■ **WORK INSTRUCTIONS**
Transcribe the records below exactly.

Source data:
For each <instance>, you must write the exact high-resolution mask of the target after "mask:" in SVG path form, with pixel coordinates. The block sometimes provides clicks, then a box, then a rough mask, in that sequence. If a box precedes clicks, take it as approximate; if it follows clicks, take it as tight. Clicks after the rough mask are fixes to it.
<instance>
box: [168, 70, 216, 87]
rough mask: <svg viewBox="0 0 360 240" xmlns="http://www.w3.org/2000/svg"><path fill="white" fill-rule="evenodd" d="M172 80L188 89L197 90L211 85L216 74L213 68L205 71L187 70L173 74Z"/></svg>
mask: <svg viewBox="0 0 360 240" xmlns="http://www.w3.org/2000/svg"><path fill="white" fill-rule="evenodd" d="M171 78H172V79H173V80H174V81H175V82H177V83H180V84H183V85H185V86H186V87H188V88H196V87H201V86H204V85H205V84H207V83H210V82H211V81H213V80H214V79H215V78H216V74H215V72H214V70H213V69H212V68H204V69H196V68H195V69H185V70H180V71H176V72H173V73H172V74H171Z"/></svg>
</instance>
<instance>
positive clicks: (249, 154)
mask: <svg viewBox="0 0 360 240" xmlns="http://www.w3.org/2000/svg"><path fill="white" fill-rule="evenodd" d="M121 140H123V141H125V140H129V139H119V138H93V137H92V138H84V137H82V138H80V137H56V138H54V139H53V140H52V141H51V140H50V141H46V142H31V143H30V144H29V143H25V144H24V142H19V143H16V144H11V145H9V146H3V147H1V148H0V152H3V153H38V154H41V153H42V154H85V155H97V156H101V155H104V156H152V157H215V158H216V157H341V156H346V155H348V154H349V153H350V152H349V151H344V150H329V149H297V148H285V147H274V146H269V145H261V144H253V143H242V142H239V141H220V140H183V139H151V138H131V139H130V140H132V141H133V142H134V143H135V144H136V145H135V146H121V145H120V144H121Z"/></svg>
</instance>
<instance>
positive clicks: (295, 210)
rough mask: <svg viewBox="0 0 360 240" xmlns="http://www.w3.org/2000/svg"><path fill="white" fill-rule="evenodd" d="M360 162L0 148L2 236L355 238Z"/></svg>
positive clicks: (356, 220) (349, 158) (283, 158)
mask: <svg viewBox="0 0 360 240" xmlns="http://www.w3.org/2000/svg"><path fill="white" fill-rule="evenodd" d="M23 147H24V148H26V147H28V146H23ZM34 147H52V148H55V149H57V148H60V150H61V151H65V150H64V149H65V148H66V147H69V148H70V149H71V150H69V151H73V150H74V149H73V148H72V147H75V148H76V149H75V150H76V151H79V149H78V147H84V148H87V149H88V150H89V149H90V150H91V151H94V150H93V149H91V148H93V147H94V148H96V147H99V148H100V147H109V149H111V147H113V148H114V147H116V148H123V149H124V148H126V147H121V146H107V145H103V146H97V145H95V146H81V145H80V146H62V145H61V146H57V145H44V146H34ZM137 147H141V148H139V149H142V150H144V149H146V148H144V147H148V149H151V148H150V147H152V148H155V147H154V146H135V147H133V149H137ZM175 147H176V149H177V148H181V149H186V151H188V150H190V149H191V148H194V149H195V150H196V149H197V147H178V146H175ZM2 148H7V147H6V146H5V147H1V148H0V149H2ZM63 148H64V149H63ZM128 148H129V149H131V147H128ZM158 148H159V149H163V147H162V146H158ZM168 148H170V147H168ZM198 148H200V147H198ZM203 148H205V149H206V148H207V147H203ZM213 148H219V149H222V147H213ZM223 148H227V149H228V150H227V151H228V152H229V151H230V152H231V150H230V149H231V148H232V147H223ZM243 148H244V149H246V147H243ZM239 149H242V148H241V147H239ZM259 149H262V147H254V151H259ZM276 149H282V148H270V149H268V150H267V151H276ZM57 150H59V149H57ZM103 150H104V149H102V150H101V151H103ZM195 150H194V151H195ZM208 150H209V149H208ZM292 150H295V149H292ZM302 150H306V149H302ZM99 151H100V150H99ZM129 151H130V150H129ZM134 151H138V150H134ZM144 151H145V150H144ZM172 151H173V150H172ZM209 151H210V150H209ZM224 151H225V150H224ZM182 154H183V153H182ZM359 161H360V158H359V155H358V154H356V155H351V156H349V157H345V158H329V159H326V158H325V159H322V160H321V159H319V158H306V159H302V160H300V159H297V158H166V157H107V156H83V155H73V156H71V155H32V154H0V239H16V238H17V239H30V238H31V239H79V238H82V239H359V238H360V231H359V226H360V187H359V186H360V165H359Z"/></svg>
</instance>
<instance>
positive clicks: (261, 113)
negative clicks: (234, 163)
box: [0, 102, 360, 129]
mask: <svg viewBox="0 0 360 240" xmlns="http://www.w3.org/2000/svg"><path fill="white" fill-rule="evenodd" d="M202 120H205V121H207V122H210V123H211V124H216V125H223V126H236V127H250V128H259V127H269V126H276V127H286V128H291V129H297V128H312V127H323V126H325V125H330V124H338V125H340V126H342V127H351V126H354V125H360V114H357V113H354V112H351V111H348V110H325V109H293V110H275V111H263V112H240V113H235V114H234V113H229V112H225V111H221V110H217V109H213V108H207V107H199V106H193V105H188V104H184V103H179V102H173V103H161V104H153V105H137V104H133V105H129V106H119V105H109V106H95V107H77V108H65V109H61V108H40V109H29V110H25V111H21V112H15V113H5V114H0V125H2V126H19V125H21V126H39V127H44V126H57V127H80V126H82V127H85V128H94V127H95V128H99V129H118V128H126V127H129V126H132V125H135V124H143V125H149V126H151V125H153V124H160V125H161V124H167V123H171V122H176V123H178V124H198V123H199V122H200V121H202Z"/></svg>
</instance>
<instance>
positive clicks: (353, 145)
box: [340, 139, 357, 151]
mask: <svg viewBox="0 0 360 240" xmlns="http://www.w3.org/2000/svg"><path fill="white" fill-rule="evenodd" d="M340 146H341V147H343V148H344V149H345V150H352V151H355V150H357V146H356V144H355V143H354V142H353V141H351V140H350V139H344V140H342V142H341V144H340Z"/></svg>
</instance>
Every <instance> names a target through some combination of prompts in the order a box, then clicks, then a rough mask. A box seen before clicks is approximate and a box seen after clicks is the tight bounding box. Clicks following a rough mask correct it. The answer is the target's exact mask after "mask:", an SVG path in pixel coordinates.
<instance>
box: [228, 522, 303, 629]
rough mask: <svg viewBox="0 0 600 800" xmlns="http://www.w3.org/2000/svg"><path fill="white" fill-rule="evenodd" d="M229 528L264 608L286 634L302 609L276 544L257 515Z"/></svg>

■ **ANSWER SPACE**
For each <instance>, you must write the exact high-resolution mask of the target after "mask:" in SVG path form, with pixel coordinates. The block sometimes provides clicks, then a box, then a rough mask, in that sequence. If a box precedes clicks, take it as approximate; if it follows clicks, take it as tight. Clicks after the rough mask are fixes to it.
<instance>
box: [168, 70, 216, 87]
rough mask: <svg viewBox="0 0 360 240" xmlns="http://www.w3.org/2000/svg"><path fill="white" fill-rule="evenodd" d="M172 80L188 89L197 90L211 85L216 74L213 68L205 71L187 70L173 74Z"/></svg>
mask: <svg viewBox="0 0 360 240" xmlns="http://www.w3.org/2000/svg"><path fill="white" fill-rule="evenodd" d="M171 78H172V79H173V80H174V81H175V82H177V83H180V84H183V85H185V86H186V87H188V88H196V87H201V86H204V85H205V84H207V83H210V82H211V81H213V80H214V79H215V78H216V74H215V72H214V70H213V69H212V68H204V69H196V68H195V69H185V70H180V71H176V72H173V73H172V74H171Z"/></svg>
</instance>
<instance>
positive clicks: (249, 154)
mask: <svg viewBox="0 0 360 240" xmlns="http://www.w3.org/2000/svg"><path fill="white" fill-rule="evenodd" d="M121 140H123V141H125V140H129V139H119V138H93V137H92V138H84V137H82V138H80V137H56V138H54V139H53V140H52V141H51V140H50V141H46V142H31V143H30V144H29V143H25V144H24V142H19V143H16V144H11V145H9V146H3V147H1V148H0V152H3V153H38V154H41V153H42V154H85V155H97V156H101V155H104V156H152V157H215V158H216V157H341V156H346V155H348V154H349V153H350V152H349V151H344V150H329V149H297V148H285V147H274V146H269V145H261V144H253V143H242V142H239V141H220V140H183V139H151V138H131V139H130V140H132V141H133V142H134V143H135V144H136V145H135V146H121V145H120V144H121Z"/></svg>
</instance>
<instance>
positive clicks: (295, 210)
rough mask: <svg viewBox="0 0 360 240" xmlns="http://www.w3.org/2000/svg"><path fill="white" fill-rule="evenodd" d="M360 162L0 148L2 236L355 238Z"/></svg>
positive clicks: (356, 220) (349, 158) (283, 158)
mask: <svg viewBox="0 0 360 240" xmlns="http://www.w3.org/2000/svg"><path fill="white" fill-rule="evenodd" d="M23 147H24V148H26V147H28V146H23ZM34 147H52V148H55V149H57V148H60V150H61V151H65V150H64V149H65V148H66V147H69V148H70V149H71V150H69V151H73V150H74V149H73V148H72V147H75V148H76V149H75V150H76V151H79V149H78V147H84V148H87V149H88V150H89V149H90V150H91V151H94V150H93V149H91V148H93V147H94V148H96V147H99V148H100V147H109V149H111V147H113V148H114V147H116V148H123V149H124V148H126V147H121V146H107V145H103V146H97V145H95V146H81V145H80V146H62V145H61V146H57V145H44V146H34ZM137 147H141V148H139V149H142V150H144V149H146V148H144V147H148V149H151V148H150V147H152V148H155V147H154V146H135V147H133V149H137ZM175 147H176V149H177V148H181V149H186V151H188V150H190V149H191V148H194V149H195V150H196V149H197V147H178V146H175ZM2 148H7V147H6V146H5V147H1V148H0V149H2ZM63 148H64V149H63ZM128 148H129V149H131V147H128ZM158 148H159V149H163V147H162V146H158ZM168 148H170V147H168ZM198 148H200V147H198ZM203 148H205V149H206V148H207V147H203ZM213 148H219V149H222V147H213ZM223 148H227V149H228V150H227V151H228V152H229V151H230V152H231V150H230V149H231V148H232V147H223ZM243 148H244V149H246V147H243ZM239 149H242V148H241V147H239ZM259 149H262V147H254V151H259ZM276 149H282V148H270V149H268V150H267V151H276ZM57 150H59V149H57ZM103 150H104V149H102V150H101V151H103ZM195 150H194V151H195ZM208 150H209V149H208ZM292 150H295V149H292ZM302 150H306V149H302ZM99 151H100V150H99ZM129 151H130V150H129ZM134 151H138V150H134ZM144 151H145V150H144ZM172 151H173V150H172ZM209 151H210V150H209ZM224 151H225V150H224ZM182 154H183V153H182ZM359 161H360V158H359V155H358V154H356V155H351V156H349V157H345V158H329V159H326V158H325V159H322V160H321V159H319V158H306V159H302V160H300V159H297V158H166V157H107V156H83V155H73V156H71V155H32V154H0V239H16V238H17V239H30V238H31V239H79V238H82V239H359V238H360V231H359V226H360V187H359V186H360V165H359Z"/></svg>
</instance>
<instance>
positive clicks: (261, 113)
negative clicks: (234, 163)
box: [0, 102, 360, 129]
mask: <svg viewBox="0 0 360 240" xmlns="http://www.w3.org/2000/svg"><path fill="white" fill-rule="evenodd" d="M202 120H205V121H207V122H210V123H211V124H216V125H223V126H236V127H250V128H259V127H269V126H276V127H286V128H291V129H297V128H312V127H323V126H325V125H330V124H338V125H340V126H342V127H351V126H354V125H360V114H357V113H354V112H351V111H348V110H325V109H293V110H275V111H263V112H240V113H235V114H234V113H229V112H225V111H221V110H217V109H213V108H207V107H199V106H193V105H188V104H184V103H179V102H173V103H161V104H153V105H137V104H133V105H129V106H119V105H109V106H95V107H77V108H65V109H61V108H40V109H29V110H25V111H21V112H15V113H5V114H0V125H2V126H19V125H21V126H39V127H44V126H57V127H80V126H82V127H85V128H94V127H95V128H99V129H118V128H126V127H129V126H132V125H135V124H143V125H149V126H151V125H153V124H160V125H161V124H167V123H171V122H176V123H178V124H198V123H199V122H200V121H202Z"/></svg>
</instance>
<instance>
positive clicks: (353, 145)
box: [340, 139, 357, 151]
mask: <svg viewBox="0 0 360 240" xmlns="http://www.w3.org/2000/svg"><path fill="white" fill-rule="evenodd" d="M340 146H341V147H343V148H344V149H345V150H352V151H355V150H357V146H356V144H355V143H354V142H353V141H351V140H350V139H344V140H342V142H341V144H340Z"/></svg>
</instance>
Every <instance> names a target through some combination of prompts in the order a box, then clicks, then a rough mask. A box seen before clicks is approximate and a box seen after clicks is the tight bounding box. Clicks following a rough mask correct it. The answer is the target's exact mask after "mask:", an SVG path in pixel coordinates.
<instance>
box: [228, 522, 303, 629]
rough mask: <svg viewBox="0 0 600 800" xmlns="http://www.w3.org/2000/svg"><path fill="white" fill-rule="evenodd" d="M229 528L264 608L286 634L302 609L276 544L257 515Z"/></svg>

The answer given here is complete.